▶ **MATERIAL FOR THE TASK**:
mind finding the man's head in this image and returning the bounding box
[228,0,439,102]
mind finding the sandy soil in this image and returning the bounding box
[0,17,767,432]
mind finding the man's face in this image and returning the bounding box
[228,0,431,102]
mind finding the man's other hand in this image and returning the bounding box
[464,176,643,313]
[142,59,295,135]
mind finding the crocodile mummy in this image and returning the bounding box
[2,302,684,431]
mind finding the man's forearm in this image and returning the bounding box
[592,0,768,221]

--

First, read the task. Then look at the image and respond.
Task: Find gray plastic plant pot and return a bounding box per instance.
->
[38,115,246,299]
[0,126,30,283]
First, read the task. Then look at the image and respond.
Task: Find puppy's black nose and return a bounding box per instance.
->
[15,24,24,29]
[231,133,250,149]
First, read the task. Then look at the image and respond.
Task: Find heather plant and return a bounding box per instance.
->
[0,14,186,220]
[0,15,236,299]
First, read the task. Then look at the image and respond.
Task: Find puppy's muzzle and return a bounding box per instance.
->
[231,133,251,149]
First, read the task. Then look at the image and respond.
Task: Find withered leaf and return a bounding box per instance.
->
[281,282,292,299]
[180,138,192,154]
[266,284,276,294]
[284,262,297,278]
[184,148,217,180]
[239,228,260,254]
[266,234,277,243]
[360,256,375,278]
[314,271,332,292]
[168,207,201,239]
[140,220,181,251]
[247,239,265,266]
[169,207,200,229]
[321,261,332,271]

▶ **ASSIGNMENT**:
Tally every line in the listing above that contains "plant", then state only the total.

▶ **WRITTEN REPLY**:
2